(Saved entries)
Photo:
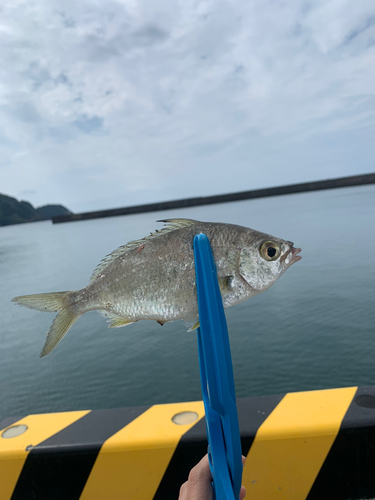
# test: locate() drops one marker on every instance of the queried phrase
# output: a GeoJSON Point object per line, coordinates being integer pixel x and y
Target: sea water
{"type": "Point", "coordinates": [314, 329]}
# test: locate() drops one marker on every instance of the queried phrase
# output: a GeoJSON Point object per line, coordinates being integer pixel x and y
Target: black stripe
{"type": "Point", "coordinates": [6, 422]}
{"type": "Point", "coordinates": [349, 469]}
{"type": "Point", "coordinates": [252, 412]}
{"type": "Point", "coordinates": [59, 467]}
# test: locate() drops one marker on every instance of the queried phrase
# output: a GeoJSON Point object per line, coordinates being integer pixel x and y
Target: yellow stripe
{"type": "Point", "coordinates": [13, 450]}
{"type": "Point", "coordinates": [132, 462]}
{"type": "Point", "coordinates": [292, 444]}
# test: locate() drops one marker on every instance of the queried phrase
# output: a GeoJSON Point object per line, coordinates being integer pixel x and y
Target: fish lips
{"type": "Point", "coordinates": [291, 256]}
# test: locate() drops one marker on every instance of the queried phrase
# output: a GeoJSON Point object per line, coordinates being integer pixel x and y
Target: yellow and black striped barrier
{"type": "Point", "coordinates": [307, 445]}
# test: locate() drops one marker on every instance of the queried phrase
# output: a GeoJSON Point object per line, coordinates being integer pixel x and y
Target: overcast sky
{"type": "Point", "coordinates": [110, 103]}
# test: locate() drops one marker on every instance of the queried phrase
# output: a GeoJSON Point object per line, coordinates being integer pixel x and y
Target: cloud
{"type": "Point", "coordinates": [122, 102]}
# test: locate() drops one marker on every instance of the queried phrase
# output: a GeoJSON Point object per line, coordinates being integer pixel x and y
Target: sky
{"type": "Point", "coordinates": [107, 103]}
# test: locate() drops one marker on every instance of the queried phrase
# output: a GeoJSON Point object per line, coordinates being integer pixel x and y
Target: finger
{"type": "Point", "coordinates": [183, 492]}
{"type": "Point", "coordinates": [199, 482]}
{"type": "Point", "coordinates": [242, 492]}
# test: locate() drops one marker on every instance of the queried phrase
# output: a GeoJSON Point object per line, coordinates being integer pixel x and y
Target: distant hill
{"type": "Point", "coordinates": [13, 211]}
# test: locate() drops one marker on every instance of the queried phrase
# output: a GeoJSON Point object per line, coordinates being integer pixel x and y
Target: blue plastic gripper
{"type": "Point", "coordinates": [215, 362]}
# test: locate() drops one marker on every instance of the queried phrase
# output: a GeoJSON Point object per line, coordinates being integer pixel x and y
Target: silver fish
{"type": "Point", "coordinates": [154, 278]}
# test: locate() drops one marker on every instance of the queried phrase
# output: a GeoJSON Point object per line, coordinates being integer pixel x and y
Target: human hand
{"type": "Point", "coordinates": [198, 486]}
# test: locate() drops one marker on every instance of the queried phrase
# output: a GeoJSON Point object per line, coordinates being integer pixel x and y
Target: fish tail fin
{"type": "Point", "coordinates": [47, 302]}
{"type": "Point", "coordinates": [52, 302]}
{"type": "Point", "coordinates": [59, 328]}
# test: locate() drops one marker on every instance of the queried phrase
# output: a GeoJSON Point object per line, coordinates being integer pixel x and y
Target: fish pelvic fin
{"type": "Point", "coordinates": [59, 328]}
{"type": "Point", "coordinates": [117, 322]}
{"type": "Point", "coordinates": [46, 302]}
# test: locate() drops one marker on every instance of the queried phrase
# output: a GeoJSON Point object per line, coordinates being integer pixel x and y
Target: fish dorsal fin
{"type": "Point", "coordinates": [170, 225]}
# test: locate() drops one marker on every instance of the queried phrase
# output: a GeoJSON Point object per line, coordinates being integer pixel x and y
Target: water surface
{"type": "Point", "coordinates": [315, 328]}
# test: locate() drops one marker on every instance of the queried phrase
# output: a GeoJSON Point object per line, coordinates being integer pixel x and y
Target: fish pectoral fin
{"type": "Point", "coordinates": [194, 327]}
{"type": "Point", "coordinates": [118, 322]}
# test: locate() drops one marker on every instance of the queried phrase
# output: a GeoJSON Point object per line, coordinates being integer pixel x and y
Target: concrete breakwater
{"type": "Point", "coordinates": [354, 180]}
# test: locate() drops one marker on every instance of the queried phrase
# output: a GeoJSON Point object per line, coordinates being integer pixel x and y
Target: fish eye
{"type": "Point", "coordinates": [270, 250]}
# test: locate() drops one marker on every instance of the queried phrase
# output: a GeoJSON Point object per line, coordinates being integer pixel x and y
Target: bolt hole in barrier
{"type": "Point", "coordinates": [215, 362]}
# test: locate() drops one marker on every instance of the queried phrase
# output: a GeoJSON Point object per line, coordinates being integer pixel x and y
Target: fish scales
{"type": "Point", "coordinates": [154, 278]}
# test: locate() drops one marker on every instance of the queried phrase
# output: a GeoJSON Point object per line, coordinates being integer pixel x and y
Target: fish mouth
{"type": "Point", "coordinates": [291, 256]}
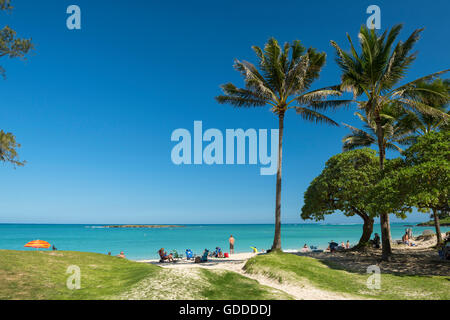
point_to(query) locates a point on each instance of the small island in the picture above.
(144, 226)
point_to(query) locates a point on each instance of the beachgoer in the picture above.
(231, 241)
(376, 241)
(164, 256)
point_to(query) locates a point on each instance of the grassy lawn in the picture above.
(295, 269)
(42, 275)
(443, 222)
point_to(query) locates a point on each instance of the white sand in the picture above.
(236, 262)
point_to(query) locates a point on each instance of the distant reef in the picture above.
(144, 226)
(443, 222)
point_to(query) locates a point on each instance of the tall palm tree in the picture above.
(281, 80)
(372, 76)
(396, 133)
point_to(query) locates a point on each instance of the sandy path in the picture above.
(300, 291)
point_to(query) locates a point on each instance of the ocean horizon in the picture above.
(143, 243)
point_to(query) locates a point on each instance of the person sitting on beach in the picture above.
(376, 241)
(164, 256)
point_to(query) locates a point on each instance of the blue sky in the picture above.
(94, 109)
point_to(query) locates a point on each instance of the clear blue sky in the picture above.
(94, 109)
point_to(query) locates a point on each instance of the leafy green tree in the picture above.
(344, 185)
(8, 149)
(395, 132)
(427, 175)
(372, 76)
(281, 80)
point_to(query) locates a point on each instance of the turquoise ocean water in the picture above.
(144, 243)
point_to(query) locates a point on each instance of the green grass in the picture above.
(296, 269)
(33, 275)
(443, 222)
(42, 275)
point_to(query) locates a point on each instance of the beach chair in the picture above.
(189, 254)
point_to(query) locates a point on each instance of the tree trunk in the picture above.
(277, 238)
(437, 225)
(384, 217)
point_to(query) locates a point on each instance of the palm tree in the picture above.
(394, 130)
(424, 123)
(8, 149)
(373, 74)
(281, 80)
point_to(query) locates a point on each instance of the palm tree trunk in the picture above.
(384, 217)
(277, 238)
(437, 225)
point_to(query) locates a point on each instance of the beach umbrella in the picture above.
(38, 244)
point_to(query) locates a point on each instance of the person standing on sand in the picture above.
(231, 240)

§ **TASK TO COMPLETE**
Leave out the pictures and print every line of the data exactly.

§ **ANSWER TO THIS EXERCISE**
Photo:
# test: locate() drops one marker on every instance of the queried phrase
# output: a GeoJSON Point object per line, coordinates being integer pixel x and y
Target: sea water
{"type": "Point", "coordinates": [314, 329]}
# test: locate() drops one marker on every instance of the queried phrase
# output: a GeoJSON Point object per line, coordinates being integer pixel x and y
Target: black stripe
{"type": "Point", "coordinates": [6, 422]}
{"type": "Point", "coordinates": [349, 469]}
{"type": "Point", "coordinates": [252, 412]}
{"type": "Point", "coordinates": [59, 467]}
# test: locate() drops one marker on every instance of the queried phrase
# output: a GeoJSON Point object per line, coordinates being integer pixel x and y
Target: yellow stripe
{"type": "Point", "coordinates": [13, 450]}
{"type": "Point", "coordinates": [132, 462]}
{"type": "Point", "coordinates": [292, 444]}
# test: locate() drops one marker on every instance of the queried phrase
# output: a GeoJSON Point object per line, coordinates being integer pixel x and y
Target: fish lips
{"type": "Point", "coordinates": [291, 256]}
# test: locate() drops one marker on every instance of the queried phrase
# output: a GeoJSON Point object per line, coordinates being integer pixel x and y
Target: yellow and black striped barrier
{"type": "Point", "coordinates": [307, 445]}
# test: locate() drops one marker on every instance of the queried phrase
# output: a GeoJSON Point object per line, coordinates being integer pixel x and y
Target: overcast sky
{"type": "Point", "coordinates": [110, 103]}
# test: locate() drops one marker on every instance of the queried phrase
# output: a GeoJSON Point object per line, coordinates being integer pixel x and y
Target: cloud
{"type": "Point", "coordinates": [122, 102]}
# test: locate() drops one marker on every instance of the queried phrase
# output: a GeoJSON Point object per line, coordinates being integer pixel x and y
Target: sky
{"type": "Point", "coordinates": [107, 103]}
# test: locate() drops one marker on every instance of the queried phrase
# output: a GeoJSON Point object per line, coordinates being integer pixel x and y
Target: finger
{"type": "Point", "coordinates": [183, 492]}
{"type": "Point", "coordinates": [199, 482]}
{"type": "Point", "coordinates": [242, 492]}
# test: locate() drops one marker on every instance of the queried phrase
# output: a GeoJSON Point object per line, coordinates being integer pixel x and y
Target: distant hill
{"type": "Point", "coordinates": [13, 211]}
# test: locate() drops one marker on every instance of the queried phrase
# output: a GeoJSON Point object per line, coordinates being integer pixel x and y
Target: blue plastic gripper
{"type": "Point", "coordinates": [215, 362]}
# test: locate() drops one marker on every instance of the queried phrase
# output: a GeoJSON Point object per line, coordinates being integer pixel x and y
Target: silver fish
{"type": "Point", "coordinates": [154, 278]}
# test: locate() drops one marker on every instance of the queried phrase
# output: a GeoJSON Point object per line, coordinates being integer pixel x and y
Target: human hand
{"type": "Point", "coordinates": [198, 486]}
# test: locate() drops one marker on every instance of the queried phrase
# output: a GeoJSON Point object per line, coordinates being integer pixel x and y
Target: fish tail fin
{"type": "Point", "coordinates": [47, 302]}
{"type": "Point", "coordinates": [52, 302]}
{"type": "Point", "coordinates": [59, 328]}
# test: locate() drops one marker on every instance of the queried phrase
# output: a GeoJSON Point object per line, coordinates being integer pixel x and y
Target: fish pelvic fin
{"type": "Point", "coordinates": [59, 328]}
{"type": "Point", "coordinates": [117, 322]}
{"type": "Point", "coordinates": [46, 302]}
# test: locate() drops one marker on every instance of the queried phrase
# output: a GeoJSON Point object per line, coordinates being integer pixel x and y
Target: fish dorsal fin
{"type": "Point", "coordinates": [170, 225]}
# test: locate() drops one marker on every instance of the queried phrase
# output: a GeoJSON Point object per line, coordinates being integer pixel x and y
Target: water surface
{"type": "Point", "coordinates": [315, 328]}
# test: locate() drops one marker on every instance of the queried phrase
# output: a GeoJSON Point object per line, coordinates being integer pixel x and y
Target: fish pectoral fin
{"type": "Point", "coordinates": [194, 327]}
{"type": "Point", "coordinates": [118, 322]}
# test: locate() drops one marker on every instance of the queried phrase
# output: a GeoJSON Point object per line, coordinates being integer pixel x and y
Target: concrete breakwater
{"type": "Point", "coordinates": [354, 180]}
# test: locate() drops one marker on every instance of the queried phrase
# output: a GeoJSON Point object per line, coordinates being integer pixel x and y
Target: fish eye
{"type": "Point", "coordinates": [270, 250]}
# test: locate() drops one marker on every instance of the queried phrase
# output: a GeoJSON Point object per line, coordinates being integer pixel x and y
Target: bolt hole in barrier
{"type": "Point", "coordinates": [215, 362]}
# test: locate() drops one marker on every instance of the queried phrase
# output: a GeoJSON Point object per line, coordinates being integer pixel x and y
Target: fish scales
{"type": "Point", "coordinates": [154, 278]}
# test: locate() drops one marker on every instance of the queried phrase
# output: a GeoJSON Point object per line, coordinates being integer pixel x and y
Target: fish mouth
{"type": "Point", "coordinates": [291, 256]}
point_to(query) locates a point on each instance of the small island in the picture above.
(144, 226)
point_to(query) locates a point on each instance of the beachgoer in the picture above.
(231, 241)
(376, 241)
(164, 256)
point_to(query) locates a point on each instance of the grassy lawn in the picture above.
(295, 269)
(42, 275)
(443, 222)
point_to(query) locates a point on each instance of the white sand in the picture above.
(236, 262)
point_to(query) locates a point on each instance of the distant reef in the picture above.
(144, 226)
(443, 222)
point_to(query) locates a point on each instance of the tall palm tree in the picture above.
(281, 80)
(372, 76)
(396, 133)
point_to(query) locates a point on each instance of the sandy path in the picture above.
(300, 291)
point_to(query) locates a point on each instance of the ocean horizon in the picture above.
(143, 243)
point_to(query) locates a point on each instance of the person sitting on beach in the picture above.
(376, 241)
(164, 256)
point_to(query) locates a point on each instance of the blue sky in the picture above.
(94, 109)
point_to(query) locates a point on each instance of the clear blue sky in the picture above.
(94, 109)
point_to(query) locates a point on each instance of the leafy green tree in the picture above.
(344, 185)
(8, 149)
(395, 132)
(427, 175)
(372, 76)
(281, 80)
point_to(query) locates a point on each instance of the turquoise ocean water in the picture above.
(144, 243)
point_to(query) locates a point on each instance of the green grass in the picture above.
(296, 269)
(33, 275)
(443, 222)
(42, 275)
point_to(query) locates a point on each instance of the beach chair in the picture above.
(189, 254)
point_to(query) locates a point on each instance of the tree trunk in the picture above.
(277, 238)
(437, 225)
(384, 217)
point_to(query) locates a point on each instance of the palm tree in the picture above.
(394, 130)
(424, 123)
(8, 149)
(373, 74)
(281, 80)
point_to(query) locates a point on each instance of the palm tree trunk in the picture above.
(384, 217)
(277, 238)
(437, 225)
point_to(query) locates a point on each instance of the beach umbrella in the picture above.
(38, 244)
point_to(query) locates a point on each instance of the person standing on sand in the picture above.
(231, 240)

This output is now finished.